— begin EXERCISE INPUTS —

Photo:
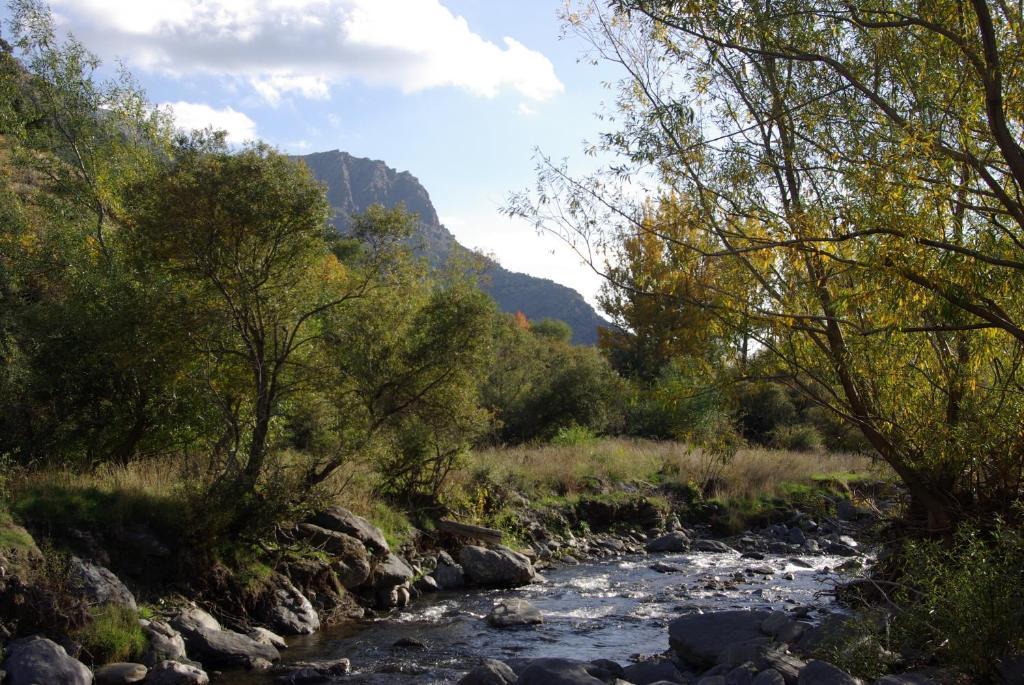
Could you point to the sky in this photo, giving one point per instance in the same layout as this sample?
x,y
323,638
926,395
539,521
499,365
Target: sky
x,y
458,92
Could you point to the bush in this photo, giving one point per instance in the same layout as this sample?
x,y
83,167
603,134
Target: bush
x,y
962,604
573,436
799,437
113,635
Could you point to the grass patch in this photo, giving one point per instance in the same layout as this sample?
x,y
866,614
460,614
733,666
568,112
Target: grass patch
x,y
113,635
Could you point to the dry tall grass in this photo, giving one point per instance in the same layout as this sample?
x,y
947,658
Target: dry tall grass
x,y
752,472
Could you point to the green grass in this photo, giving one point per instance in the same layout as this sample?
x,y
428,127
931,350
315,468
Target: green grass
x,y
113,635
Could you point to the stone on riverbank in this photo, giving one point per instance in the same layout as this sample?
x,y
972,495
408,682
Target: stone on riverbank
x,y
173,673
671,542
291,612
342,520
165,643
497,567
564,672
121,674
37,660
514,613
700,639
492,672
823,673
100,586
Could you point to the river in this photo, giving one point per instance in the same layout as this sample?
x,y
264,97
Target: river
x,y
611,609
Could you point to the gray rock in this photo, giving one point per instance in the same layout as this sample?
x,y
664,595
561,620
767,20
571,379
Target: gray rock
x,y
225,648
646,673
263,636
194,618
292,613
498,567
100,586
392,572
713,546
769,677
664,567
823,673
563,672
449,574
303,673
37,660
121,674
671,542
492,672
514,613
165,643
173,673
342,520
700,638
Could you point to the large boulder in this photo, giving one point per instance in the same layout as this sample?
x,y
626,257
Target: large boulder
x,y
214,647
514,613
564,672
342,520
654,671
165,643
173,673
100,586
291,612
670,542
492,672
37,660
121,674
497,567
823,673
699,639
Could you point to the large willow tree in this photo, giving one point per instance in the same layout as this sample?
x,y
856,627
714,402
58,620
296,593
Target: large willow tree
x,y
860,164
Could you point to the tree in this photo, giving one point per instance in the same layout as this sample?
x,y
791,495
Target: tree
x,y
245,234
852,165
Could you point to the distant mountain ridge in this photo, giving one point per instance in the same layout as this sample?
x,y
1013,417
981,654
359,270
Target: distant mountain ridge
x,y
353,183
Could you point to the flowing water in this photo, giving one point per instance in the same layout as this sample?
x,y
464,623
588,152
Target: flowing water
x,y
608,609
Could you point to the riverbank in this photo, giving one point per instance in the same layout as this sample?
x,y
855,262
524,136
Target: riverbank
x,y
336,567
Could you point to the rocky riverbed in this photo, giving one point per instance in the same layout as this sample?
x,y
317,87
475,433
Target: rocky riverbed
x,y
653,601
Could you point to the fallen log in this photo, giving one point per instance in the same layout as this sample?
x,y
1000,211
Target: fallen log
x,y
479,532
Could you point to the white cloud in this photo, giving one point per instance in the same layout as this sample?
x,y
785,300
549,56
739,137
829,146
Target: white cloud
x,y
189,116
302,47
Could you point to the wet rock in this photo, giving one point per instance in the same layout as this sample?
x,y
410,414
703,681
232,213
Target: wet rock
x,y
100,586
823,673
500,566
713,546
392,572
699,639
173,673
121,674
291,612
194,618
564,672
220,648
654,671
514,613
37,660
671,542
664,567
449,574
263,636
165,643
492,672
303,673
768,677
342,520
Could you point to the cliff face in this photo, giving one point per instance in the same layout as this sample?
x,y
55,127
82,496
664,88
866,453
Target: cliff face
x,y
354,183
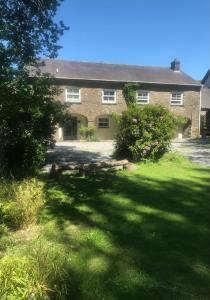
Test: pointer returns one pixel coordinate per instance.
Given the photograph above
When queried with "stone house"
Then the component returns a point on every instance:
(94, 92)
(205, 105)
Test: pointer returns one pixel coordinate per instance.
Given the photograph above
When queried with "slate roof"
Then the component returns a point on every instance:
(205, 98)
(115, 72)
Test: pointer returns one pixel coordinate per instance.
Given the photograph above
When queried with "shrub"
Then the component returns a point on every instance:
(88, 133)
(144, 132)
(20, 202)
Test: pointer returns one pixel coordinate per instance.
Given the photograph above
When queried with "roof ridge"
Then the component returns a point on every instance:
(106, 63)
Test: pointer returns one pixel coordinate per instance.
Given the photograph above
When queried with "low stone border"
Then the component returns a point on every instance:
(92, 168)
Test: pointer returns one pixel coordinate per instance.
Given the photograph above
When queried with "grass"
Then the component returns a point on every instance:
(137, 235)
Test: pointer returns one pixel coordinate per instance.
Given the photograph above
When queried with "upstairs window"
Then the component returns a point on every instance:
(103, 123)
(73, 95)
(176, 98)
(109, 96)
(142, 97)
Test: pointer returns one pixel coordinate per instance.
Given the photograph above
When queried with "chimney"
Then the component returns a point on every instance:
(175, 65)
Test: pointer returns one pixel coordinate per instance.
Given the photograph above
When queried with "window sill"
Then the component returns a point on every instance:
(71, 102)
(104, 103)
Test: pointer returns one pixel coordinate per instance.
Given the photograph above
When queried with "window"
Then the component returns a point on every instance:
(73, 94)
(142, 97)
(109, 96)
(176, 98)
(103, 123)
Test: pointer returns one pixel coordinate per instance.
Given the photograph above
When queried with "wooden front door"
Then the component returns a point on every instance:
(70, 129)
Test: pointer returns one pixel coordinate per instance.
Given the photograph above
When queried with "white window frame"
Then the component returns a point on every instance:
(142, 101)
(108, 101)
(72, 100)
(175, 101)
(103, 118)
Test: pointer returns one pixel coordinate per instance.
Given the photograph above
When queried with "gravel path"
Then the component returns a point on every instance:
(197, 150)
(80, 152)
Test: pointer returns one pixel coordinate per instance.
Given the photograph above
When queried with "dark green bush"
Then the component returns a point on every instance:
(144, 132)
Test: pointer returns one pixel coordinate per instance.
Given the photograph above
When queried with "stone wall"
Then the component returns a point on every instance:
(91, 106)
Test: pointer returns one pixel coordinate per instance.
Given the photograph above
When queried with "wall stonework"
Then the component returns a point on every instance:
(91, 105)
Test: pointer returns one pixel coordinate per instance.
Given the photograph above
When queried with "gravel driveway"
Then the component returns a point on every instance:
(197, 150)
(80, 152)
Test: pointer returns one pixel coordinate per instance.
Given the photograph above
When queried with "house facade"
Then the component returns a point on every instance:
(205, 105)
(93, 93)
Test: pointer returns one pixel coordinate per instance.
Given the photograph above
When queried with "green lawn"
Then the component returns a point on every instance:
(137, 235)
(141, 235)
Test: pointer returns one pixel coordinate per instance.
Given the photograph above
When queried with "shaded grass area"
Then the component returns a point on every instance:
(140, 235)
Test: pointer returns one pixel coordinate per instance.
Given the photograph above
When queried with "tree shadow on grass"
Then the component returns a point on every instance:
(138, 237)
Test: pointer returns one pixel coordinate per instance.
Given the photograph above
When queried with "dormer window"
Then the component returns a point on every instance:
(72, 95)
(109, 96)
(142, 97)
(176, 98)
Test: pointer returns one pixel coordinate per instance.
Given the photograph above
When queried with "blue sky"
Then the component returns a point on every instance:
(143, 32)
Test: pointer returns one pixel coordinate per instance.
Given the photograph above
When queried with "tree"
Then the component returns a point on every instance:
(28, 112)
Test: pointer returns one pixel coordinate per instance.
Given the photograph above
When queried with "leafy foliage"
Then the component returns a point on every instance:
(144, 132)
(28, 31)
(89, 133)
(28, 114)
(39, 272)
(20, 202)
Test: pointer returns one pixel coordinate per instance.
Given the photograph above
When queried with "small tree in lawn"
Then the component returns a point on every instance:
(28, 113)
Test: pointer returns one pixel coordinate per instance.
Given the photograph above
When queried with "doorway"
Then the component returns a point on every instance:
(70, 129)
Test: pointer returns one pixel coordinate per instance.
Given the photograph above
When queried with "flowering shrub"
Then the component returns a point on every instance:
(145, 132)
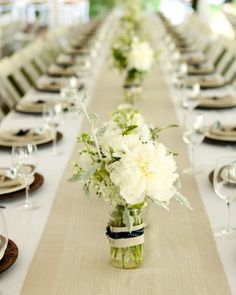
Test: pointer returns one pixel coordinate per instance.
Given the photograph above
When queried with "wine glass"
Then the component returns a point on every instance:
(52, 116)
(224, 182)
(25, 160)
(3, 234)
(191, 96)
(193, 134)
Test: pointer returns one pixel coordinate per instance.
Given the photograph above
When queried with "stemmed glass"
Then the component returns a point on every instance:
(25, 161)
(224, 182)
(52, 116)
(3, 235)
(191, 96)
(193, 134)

— end EXERCISE INPUTS —
— begin EXERCISE INPUTS —

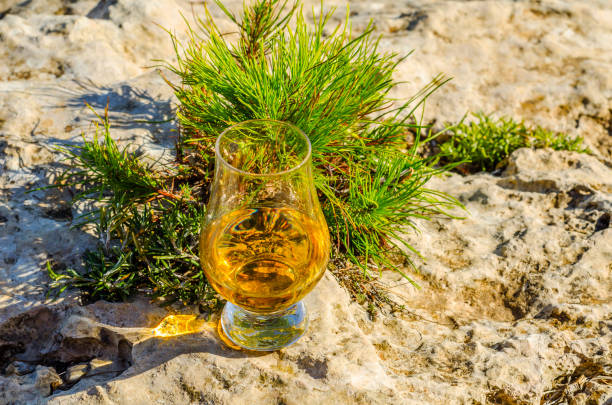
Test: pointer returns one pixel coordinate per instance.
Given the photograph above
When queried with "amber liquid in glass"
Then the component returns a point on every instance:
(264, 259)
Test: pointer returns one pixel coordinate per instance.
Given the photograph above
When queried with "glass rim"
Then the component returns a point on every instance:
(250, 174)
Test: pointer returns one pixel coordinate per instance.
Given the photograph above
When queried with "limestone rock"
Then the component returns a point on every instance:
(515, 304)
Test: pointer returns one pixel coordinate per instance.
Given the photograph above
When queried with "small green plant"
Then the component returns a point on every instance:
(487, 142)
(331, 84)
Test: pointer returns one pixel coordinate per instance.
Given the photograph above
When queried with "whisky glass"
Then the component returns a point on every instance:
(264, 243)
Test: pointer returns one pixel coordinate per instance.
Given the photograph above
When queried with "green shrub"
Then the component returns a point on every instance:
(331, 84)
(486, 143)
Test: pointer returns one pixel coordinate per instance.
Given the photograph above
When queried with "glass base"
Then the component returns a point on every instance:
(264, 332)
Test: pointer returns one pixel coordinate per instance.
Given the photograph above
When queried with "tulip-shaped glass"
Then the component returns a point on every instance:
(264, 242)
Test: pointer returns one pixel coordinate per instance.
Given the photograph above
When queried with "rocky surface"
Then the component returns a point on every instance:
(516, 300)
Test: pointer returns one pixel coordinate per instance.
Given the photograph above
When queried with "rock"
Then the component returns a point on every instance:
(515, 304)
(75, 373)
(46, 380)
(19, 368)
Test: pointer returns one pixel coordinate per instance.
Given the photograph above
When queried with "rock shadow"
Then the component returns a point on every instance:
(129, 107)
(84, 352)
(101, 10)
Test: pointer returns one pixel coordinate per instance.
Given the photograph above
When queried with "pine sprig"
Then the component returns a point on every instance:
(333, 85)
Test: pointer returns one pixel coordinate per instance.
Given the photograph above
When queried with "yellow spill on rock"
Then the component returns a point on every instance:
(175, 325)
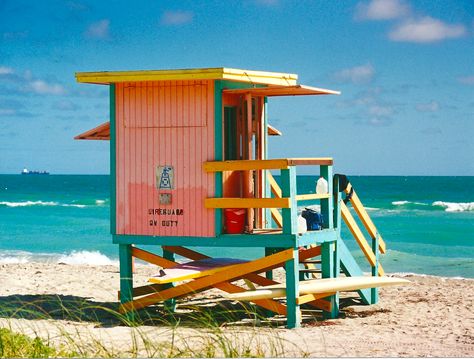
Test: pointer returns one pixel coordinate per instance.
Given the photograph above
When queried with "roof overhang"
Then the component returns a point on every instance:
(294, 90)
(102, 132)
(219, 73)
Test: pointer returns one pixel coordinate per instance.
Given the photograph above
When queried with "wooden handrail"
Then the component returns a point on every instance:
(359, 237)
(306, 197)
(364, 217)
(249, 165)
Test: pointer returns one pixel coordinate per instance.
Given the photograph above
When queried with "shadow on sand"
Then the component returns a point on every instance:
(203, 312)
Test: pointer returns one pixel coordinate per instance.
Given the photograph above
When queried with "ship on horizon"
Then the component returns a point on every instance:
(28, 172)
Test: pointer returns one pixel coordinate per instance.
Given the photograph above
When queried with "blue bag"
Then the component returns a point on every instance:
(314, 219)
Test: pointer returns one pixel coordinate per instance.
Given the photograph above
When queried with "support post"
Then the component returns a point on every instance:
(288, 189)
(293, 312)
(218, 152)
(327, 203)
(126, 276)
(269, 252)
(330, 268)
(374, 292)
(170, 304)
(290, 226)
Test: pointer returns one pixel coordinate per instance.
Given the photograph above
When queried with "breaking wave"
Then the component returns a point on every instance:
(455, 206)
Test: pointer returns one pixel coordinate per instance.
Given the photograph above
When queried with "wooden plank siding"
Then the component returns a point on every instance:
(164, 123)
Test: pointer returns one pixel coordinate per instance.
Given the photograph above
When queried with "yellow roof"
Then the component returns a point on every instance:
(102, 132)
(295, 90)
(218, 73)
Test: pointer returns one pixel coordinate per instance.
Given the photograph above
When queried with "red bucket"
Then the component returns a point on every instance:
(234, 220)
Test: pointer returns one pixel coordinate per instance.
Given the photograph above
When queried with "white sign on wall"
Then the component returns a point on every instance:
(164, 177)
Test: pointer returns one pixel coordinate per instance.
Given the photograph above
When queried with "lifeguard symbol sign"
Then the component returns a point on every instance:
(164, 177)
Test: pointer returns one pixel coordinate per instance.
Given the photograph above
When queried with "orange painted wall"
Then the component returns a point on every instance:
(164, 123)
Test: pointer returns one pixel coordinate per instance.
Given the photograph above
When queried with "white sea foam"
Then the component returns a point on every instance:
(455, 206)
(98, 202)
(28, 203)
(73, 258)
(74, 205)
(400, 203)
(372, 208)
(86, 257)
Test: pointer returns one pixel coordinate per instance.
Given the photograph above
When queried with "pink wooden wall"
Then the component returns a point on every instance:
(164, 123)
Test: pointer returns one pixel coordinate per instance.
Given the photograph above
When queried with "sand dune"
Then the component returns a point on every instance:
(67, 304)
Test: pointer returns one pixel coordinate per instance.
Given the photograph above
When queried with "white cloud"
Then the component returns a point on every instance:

— end EXERCISE INPUTS —
— begin EXERCISE INPUTS —

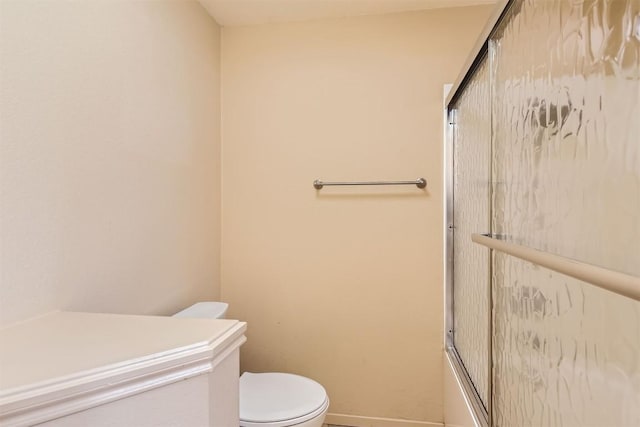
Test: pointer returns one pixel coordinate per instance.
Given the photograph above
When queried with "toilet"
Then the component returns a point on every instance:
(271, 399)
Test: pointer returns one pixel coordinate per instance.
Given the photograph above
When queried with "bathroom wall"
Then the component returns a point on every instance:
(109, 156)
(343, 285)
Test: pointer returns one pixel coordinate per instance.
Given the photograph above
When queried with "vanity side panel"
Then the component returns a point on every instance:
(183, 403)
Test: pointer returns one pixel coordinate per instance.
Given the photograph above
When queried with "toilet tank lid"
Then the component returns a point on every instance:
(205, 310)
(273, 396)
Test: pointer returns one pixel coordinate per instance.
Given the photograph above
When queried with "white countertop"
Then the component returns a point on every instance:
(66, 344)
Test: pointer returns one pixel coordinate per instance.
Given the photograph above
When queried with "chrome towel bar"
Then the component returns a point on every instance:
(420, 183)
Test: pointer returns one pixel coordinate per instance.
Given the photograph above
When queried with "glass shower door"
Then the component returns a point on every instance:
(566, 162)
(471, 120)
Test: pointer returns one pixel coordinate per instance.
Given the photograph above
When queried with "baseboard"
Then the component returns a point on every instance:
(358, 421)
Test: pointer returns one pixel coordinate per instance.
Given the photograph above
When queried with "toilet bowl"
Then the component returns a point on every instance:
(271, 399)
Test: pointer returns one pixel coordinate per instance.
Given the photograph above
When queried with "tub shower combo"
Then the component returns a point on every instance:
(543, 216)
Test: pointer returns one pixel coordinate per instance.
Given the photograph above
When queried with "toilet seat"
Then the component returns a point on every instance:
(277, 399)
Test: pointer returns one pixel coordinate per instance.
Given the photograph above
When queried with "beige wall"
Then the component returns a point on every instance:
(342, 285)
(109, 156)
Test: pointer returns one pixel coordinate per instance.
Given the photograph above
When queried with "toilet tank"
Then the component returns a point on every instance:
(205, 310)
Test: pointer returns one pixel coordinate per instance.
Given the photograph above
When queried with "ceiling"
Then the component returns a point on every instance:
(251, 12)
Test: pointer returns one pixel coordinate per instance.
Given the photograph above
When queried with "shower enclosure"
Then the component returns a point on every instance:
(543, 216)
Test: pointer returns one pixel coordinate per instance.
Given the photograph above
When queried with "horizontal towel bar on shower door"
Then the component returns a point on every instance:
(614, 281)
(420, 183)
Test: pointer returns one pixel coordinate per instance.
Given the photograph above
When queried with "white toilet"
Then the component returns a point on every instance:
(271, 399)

— end EXERCISE INPUTS —

Count the lines in the data above that contain the string "patch" and give only that number.

2